Write out precisely the lines beginning with the line that contains "One point per instance of the power" and ending with the last line of the entries, and no other lines.

### TASK INPUTS
=-=-=-=-=
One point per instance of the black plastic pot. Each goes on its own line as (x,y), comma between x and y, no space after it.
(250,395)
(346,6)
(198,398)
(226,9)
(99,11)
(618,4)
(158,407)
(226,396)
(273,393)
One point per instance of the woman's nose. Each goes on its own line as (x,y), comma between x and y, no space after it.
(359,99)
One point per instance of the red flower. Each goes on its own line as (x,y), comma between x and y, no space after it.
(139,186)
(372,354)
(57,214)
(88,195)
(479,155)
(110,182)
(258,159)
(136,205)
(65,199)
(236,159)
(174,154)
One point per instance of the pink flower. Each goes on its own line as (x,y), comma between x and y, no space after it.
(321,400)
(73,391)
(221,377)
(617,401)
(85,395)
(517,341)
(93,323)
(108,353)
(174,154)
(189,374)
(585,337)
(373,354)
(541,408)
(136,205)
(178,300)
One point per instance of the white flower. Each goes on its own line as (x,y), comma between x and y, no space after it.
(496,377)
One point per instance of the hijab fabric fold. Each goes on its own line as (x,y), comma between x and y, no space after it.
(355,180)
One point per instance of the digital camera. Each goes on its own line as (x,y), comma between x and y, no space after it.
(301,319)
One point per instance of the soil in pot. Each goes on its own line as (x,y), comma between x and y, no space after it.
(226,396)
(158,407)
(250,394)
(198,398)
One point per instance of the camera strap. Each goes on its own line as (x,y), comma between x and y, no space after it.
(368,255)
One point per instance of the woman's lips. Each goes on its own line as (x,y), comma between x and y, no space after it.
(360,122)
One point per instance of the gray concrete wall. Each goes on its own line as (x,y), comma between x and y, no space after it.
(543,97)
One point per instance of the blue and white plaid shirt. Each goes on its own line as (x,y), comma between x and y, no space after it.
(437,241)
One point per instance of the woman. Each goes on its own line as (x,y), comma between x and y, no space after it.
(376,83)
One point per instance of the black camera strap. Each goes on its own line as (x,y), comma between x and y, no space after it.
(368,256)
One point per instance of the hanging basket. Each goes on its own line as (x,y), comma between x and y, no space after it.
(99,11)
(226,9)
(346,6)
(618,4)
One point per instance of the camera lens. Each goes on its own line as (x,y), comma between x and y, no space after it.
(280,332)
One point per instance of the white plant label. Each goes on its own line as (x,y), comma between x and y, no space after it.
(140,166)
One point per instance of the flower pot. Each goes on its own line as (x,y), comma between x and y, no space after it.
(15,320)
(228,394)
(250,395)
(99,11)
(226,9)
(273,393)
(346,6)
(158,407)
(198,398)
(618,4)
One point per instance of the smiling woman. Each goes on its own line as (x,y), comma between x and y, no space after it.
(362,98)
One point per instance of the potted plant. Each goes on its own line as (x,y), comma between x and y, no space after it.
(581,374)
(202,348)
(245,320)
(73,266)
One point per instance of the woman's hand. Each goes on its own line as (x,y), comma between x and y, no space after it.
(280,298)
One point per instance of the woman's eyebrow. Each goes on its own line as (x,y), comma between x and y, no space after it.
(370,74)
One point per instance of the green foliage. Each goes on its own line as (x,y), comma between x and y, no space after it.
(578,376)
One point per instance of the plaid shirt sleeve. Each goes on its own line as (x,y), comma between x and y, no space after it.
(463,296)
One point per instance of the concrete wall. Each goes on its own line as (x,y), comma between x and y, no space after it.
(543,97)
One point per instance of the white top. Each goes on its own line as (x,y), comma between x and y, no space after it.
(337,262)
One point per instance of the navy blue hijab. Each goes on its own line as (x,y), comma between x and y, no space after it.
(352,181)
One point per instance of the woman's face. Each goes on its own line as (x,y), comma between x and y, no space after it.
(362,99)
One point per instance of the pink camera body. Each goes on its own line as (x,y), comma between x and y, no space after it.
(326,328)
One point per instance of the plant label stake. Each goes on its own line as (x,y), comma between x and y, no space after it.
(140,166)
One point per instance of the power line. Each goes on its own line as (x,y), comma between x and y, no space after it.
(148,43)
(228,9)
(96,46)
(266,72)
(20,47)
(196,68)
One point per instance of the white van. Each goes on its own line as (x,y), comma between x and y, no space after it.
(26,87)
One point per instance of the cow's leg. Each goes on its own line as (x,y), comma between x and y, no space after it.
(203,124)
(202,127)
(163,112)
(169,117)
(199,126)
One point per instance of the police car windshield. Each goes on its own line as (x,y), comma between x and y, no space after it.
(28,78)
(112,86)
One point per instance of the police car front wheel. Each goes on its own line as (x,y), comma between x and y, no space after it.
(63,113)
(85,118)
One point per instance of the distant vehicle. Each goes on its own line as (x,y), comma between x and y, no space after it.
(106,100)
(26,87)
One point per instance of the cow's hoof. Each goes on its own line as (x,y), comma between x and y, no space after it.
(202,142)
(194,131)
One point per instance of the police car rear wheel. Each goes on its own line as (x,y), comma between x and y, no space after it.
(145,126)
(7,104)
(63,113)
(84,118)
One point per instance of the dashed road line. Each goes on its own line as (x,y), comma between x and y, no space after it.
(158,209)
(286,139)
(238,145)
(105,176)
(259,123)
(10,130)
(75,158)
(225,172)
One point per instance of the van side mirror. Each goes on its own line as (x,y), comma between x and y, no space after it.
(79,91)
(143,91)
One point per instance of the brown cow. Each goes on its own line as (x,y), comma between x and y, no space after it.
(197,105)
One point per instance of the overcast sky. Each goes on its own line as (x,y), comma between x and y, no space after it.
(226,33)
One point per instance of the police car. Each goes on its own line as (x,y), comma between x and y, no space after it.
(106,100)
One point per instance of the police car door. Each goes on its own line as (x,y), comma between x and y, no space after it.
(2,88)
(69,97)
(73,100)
=-=-=-=-=
### EXERCISE ANSWER
One point per instance of the power line. Each goes on its own line as (x,y), comma between x and y, no space after it.
(148,43)
(228,9)
(96,46)
(266,72)
(20,47)
(196,68)
One point per instance of the white van. Each goes on its own line as (x,y), comma between x and y, no space after it.
(26,87)
One point per instance of the cow's leg. Each goes on its own line as (x,y), comma between x and y, no space after it.
(203,124)
(202,127)
(163,112)
(169,117)
(199,126)
One point per instance of the police car windshield. Each goes on its own line as (x,y), comma between x and y, no space after it.
(28,78)
(112,86)
One point per instance of the police car front wheel. Each goes on its own line as (x,y), comma between x and y, no space after it.
(63,113)
(85,118)
One point per instance of the distant vehicle. Each goes on its own line as (x,y), comma between x and y, no space after it.
(106,100)
(26,87)
One point per instance of the cow's hoof. Each goes on its own line as (x,y), comma between x and y, no space after it.
(202,142)
(194,131)
One point per instance of the police car rear wheel. Each goes on its own line as (x,y), comma between x and y, no space after it.
(145,126)
(7,104)
(63,113)
(84,118)
One point per instance of the dashed road line. Each goes on its own line as (x,y), comma between x and y, no space after it.
(158,209)
(286,139)
(238,145)
(105,176)
(259,123)
(10,130)
(75,158)
(225,172)
One point per instance of the van side mirror. Each goes on its own line as (x,y), comma between x and y, no space after it.
(79,91)
(143,91)
One point per instance of the brown cow. Each goes on its own line as (x,y), comma between x and y, no space after it.
(197,105)
One point per instance of the overcast sky. Each goes on its own line as (x,y), comma between x and y, no space after it.
(226,33)
One point per instance of the police car. Each goes on its own line as (x,y), comma between x and y, no space after it.
(106,100)
One point per instance of the police car door. Each goes on its own line as (x,y), comma between x and y, no space after it.
(2,88)
(69,97)
(73,100)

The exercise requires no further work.